Prompt 1 - In the text on pandemic recovery, what cumulative per capita income loss is projected for emerging and developing countries, excluding China?
Prompt 2 - In one to three sentences, explain why the text on pandemic recovery says low-income countries face a risk of weak growth.
[Text Boundary: Start]
“What we know on the basis of data is that advanced economies and a relatively small number of emerging markets are set to recover faster from the pandemic and that some emerging economies and almost all low-income countries (LICs) are at risk of weak growth” said Kristalina Georgieva.
The International Monetary Fund (IMF) Managing Director said that the LICs have less access to vaccines, less access to global capital markets, less fiscal policy space. And to put it in terms of data: emerging and developing countries, excluding China, she said are projected by 2020 to have cumulative per capita income losses as high as 22% versus 13% in advanced economies.
In other words, “even as we go into the next year much worse off than before the pandemic, we also forecast that only half of the countries that were narrowing their income gaps relative to advanced economies will continue to do so over 2021 to 2022. And vulnerable people have been hit especially hard, such as low skilled, informal workers, young, and women.”
[Text Boundary: End]
[Information given Boundary: Start]
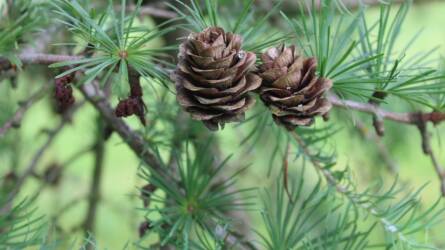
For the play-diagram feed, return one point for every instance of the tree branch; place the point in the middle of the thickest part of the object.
(94, 196)
(382, 150)
(426, 146)
(39, 154)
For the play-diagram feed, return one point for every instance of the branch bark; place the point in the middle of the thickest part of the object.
(30, 169)
(94, 196)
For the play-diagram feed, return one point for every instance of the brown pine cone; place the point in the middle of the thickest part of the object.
(291, 89)
(213, 79)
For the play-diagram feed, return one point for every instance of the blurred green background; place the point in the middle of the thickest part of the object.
(118, 218)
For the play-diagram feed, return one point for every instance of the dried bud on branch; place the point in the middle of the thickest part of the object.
(213, 78)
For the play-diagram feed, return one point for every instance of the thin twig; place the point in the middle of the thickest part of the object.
(347, 193)
(155, 11)
(30, 169)
(383, 151)
(135, 141)
(426, 146)
(24, 107)
(407, 118)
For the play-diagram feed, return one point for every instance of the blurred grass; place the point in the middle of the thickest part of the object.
(118, 218)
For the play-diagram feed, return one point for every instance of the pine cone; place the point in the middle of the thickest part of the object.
(291, 89)
(63, 93)
(213, 79)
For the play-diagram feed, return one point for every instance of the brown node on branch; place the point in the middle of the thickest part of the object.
(146, 192)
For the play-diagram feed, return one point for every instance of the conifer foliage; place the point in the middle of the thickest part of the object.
(164, 78)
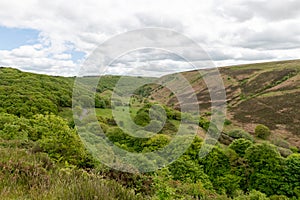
[Information given Boundary: End]
Exercise response 1 - As high as 22%, compared with 13% in advanced economies.

Exercise response 2 - According to the IMF Managing Director, low-income countries have less access to vaccines and to global capital markets. They also have less fiscal policy space.